=== Aim of the task ===
Answer these questions about the text on 1-forms and wave vectors:
1. For circular waves, what shape are the loci of constant phase, and where is their center?
2. When the 1-form receives a vector input, how is the number it outputs computed?
3. What value does the 1-form give for a vector that is parallel to the loci of constant phase?

=== Text to read ===
In the case of circular waves, for example, these loci of constant phase are circles with centre at the source of the waves and the wave vectors $\mathbf{k}$ point radially outwards at right angles to them, as indicated in the diagram.

To get a diagrammatic understanding of the relationship between 1-forms and vectors, we can imagine focusing on a very small neighbourhood around some point located among these loci of constant phase. On this very small scale, the loci of constant phase will look flat rather than circular, but the wave vectors $\mathbf{k}$ will still be orthogonal to them. What we do is interpret this local pattern of (flat) surfaces of constant phase as the 1-form $\mathbf{\tilde{k}}$This 1-form corresponding to the wave vector $\mathbf{k}$ is

$\mathbf{\tilde{k}} = \langle \mathbf{k}, \ \rangle$

and as before we interpret this as a function waiting for a vector input. When it receives a vector input, say $\mathbf{v}$, it will output a number computed as the scalar product of $\mathbf{k}$ and $\mathbf{v}$. Thus we can write

$\mathbf{\tilde{k}}(\mathbf{v}) = \langle \mathbf{k}, \mathbf{v} \rangle = \mathbf{k} \cdot \mathbf{v}$

As indicated in the diagram, the vector $\mathbf{v}$ which we supply to $\mathbf{\tilde{k}}$ will be at an angle to the wave vector $\mathbf{k}$. If the vector $\mathbf{v}$ is parallel to the loci of constant phase then $\mathbf{\tilde{k}}(\mathbf{v}) = 0$ because $\mathbf{k}$ and $\mathbf{v}$ will be orthogonal. In the language of 1-forms, this would be interpreted by saying that the vector $\mathbf{v}$ will not pierce the 1-form $\mathbf{\tilde{k}}$ because it will not cross any of the loci of constant phase. Conversely, if the vector $\mathbf{v}$ is parallel to the wave vector $\mathbf{k}$ (orthogonal to the loci of constant phase), we would say that $\mathbf{v}$ will pierce the 1-form $\mathbf{\tilde{k}}$ as much as possible, because it will cross as many loci of constant phase as it possibly can. Between these extremes we will get intermediate values of the 1-form $\mathbf{\tilde{k}}(\mathbf{v})$. The key idea, then, is that the set of loci of constant phase in the neighbourhood of a point is the diagrammatic representation of the 1-form $\mathbf{\tilde{k}}$. When we feed a vector $\mathbf{v}$ into this 1-form we get a measure $\mathbf{\tilde{k}}(\mathbf{v})$ of how many loci of constant phase the vector pierces. This is the language being used by MTW in the prelude to Exercise 2.1 above.

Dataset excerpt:
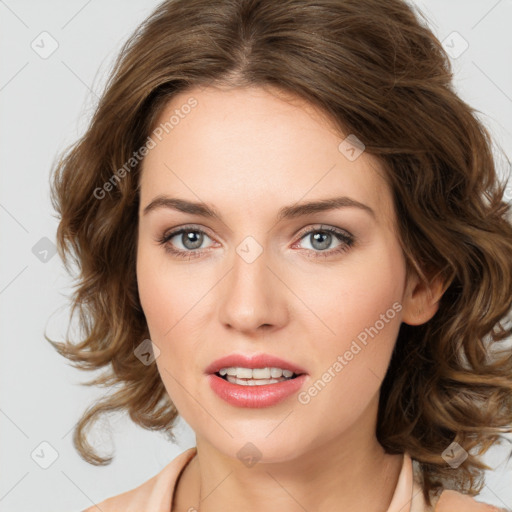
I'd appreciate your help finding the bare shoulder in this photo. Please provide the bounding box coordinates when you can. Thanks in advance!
[434,490,510,512]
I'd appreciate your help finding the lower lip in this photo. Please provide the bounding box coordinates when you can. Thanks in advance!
[208,373,307,407]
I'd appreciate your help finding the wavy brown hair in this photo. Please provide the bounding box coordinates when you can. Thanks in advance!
[47,0,512,504]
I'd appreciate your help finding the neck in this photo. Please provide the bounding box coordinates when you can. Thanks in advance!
[172,412,403,512]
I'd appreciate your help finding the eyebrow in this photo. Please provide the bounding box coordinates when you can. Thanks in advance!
[143,195,376,221]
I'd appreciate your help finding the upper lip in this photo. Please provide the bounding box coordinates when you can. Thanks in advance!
[205,354,307,375]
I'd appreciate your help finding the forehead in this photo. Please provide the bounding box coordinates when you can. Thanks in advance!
[141,87,392,227]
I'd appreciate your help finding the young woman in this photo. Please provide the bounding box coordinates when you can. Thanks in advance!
[48,0,512,512]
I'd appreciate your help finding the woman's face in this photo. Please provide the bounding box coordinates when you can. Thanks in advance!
[137,88,420,462]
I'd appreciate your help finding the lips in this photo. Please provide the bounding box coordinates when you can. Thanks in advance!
[205,354,307,375]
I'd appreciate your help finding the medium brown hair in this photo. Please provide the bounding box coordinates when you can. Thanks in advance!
[47,0,512,504]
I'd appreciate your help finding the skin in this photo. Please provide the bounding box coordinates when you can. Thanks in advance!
[137,87,441,512]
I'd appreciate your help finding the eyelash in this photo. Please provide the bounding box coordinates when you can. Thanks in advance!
[157,226,355,260]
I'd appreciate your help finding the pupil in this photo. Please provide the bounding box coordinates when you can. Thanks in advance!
[183,231,203,249]
[312,232,332,250]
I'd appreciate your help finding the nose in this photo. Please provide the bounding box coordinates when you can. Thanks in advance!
[218,241,288,334]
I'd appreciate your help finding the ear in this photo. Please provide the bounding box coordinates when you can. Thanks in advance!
[402,271,448,325]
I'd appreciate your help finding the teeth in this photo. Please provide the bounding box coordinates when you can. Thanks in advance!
[219,366,293,382]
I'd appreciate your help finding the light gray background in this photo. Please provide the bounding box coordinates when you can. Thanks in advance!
[0,0,512,512]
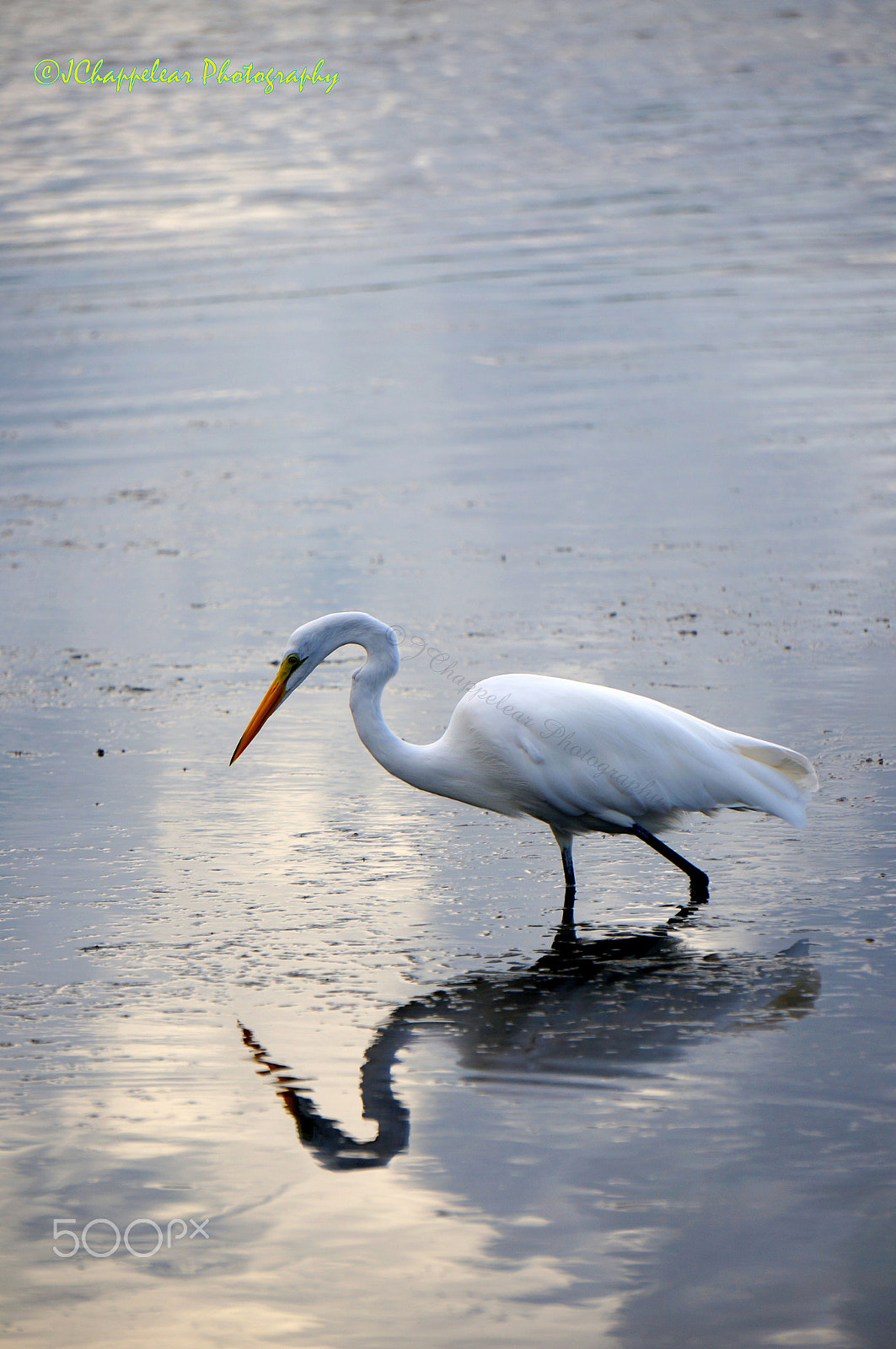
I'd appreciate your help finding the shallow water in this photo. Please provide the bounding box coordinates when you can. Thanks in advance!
[0,0,896,1349]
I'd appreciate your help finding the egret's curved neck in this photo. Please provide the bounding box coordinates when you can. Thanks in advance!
[343,615,434,792]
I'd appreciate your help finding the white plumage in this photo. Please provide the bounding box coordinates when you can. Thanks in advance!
[231,614,818,902]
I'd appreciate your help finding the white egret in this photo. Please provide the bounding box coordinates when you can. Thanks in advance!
[231,614,818,911]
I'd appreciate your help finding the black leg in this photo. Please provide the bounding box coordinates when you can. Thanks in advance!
[631,825,710,904]
[560,843,577,922]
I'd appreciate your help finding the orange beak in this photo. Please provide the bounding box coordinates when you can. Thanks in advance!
[231,659,296,764]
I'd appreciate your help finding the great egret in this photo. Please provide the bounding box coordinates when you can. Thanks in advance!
[231,614,818,911]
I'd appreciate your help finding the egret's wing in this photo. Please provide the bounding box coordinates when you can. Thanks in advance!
[451,674,817,828]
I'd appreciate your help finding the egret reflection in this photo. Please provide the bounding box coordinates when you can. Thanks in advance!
[240,920,820,1171]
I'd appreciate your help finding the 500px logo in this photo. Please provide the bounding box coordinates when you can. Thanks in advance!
[34,56,339,93]
[52,1218,211,1260]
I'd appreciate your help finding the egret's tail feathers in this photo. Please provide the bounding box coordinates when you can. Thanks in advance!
[734,737,818,798]
[734,735,818,825]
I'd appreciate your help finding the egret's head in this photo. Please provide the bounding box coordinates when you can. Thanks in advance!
[231,612,398,764]
[231,623,318,764]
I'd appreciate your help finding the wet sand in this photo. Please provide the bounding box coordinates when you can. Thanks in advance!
[0,3,896,1349]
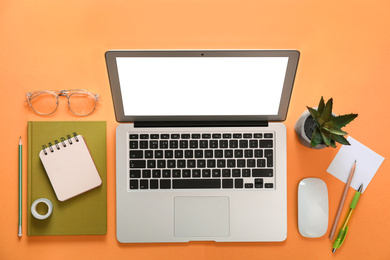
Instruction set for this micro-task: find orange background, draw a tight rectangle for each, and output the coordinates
[0,0,390,259]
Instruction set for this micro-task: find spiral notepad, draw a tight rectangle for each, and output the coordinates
[39,133,102,201]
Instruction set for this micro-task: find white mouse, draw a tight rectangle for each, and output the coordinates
[298,178,329,237]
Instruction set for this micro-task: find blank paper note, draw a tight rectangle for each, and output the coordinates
[327,136,385,192]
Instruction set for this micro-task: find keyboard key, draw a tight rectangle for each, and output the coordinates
[130,141,138,149]
[207,159,217,168]
[172,170,181,178]
[260,140,274,148]
[172,179,221,189]
[147,160,156,168]
[150,180,158,190]
[242,169,251,177]
[180,140,188,149]
[252,169,274,177]
[190,140,199,149]
[160,180,171,189]
[245,150,253,158]
[257,159,265,168]
[162,170,171,178]
[182,170,191,178]
[152,170,161,179]
[240,140,248,148]
[255,149,263,158]
[175,150,184,158]
[139,180,149,190]
[192,169,200,178]
[154,150,164,158]
[214,150,223,158]
[255,179,264,188]
[234,179,244,189]
[232,169,241,178]
[130,170,141,179]
[202,169,211,178]
[222,169,232,178]
[245,183,253,189]
[130,180,138,190]
[142,170,152,179]
[249,140,259,148]
[222,179,233,189]
[210,140,218,149]
[130,150,144,158]
[160,140,169,149]
[130,160,146,168]
[139,141,149,149]
[149,141,158,149]
[211,169,221,178]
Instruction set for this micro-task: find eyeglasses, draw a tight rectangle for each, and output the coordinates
[26,89,100,116]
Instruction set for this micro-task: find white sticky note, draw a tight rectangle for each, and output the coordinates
[327,136,385,192]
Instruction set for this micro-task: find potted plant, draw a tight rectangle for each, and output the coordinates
[294,97,358,149]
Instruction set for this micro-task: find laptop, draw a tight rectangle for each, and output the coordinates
[106,50,299,243]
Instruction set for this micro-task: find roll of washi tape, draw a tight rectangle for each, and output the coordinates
[31,198,53,219]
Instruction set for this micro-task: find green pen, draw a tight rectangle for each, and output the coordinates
[332,184,363,253]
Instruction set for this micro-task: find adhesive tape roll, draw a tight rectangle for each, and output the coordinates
[31,198,53,219]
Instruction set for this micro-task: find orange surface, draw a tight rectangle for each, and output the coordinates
[0,0,390,259]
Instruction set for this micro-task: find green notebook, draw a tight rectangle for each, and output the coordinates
[27,121,107,236]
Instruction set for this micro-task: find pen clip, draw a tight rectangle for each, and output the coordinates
[339,226,348,247]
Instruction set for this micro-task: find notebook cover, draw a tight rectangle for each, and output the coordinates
[27,121,107,236]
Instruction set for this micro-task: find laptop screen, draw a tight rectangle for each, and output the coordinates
[105,52,295,122]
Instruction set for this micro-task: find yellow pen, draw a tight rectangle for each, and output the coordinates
[332,184,363,253]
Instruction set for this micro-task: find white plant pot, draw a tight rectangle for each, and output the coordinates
[294,110,327,149]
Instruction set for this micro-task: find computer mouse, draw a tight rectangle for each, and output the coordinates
[298,178,329,238]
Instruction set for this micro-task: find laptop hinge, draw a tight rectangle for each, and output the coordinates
[134,121,268,127]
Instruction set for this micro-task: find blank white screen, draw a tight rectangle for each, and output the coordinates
[117,57,288,116]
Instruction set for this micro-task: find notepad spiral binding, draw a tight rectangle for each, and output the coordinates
[42,132,79,155]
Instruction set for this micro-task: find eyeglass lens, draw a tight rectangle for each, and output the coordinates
[68,93,96,116]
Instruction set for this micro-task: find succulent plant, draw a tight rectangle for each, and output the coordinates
[307,97,358,147]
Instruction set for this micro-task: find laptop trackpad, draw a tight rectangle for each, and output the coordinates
[175,196,230,237]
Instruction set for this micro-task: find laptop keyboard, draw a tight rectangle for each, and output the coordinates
[128,132,275,191]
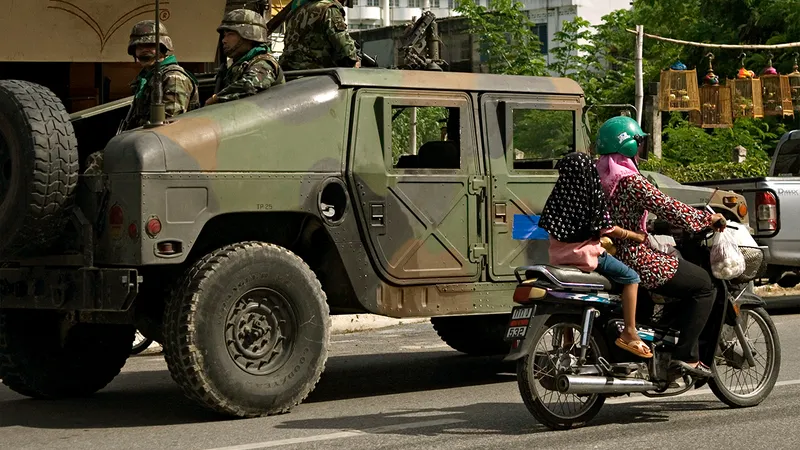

=== The reply ===
1. They are circles with their center at the source of the waves.
2. It is computed as the scalar product of the wave vector k and the input vector v.
3. It gives 0, because k and v are then orthogonal.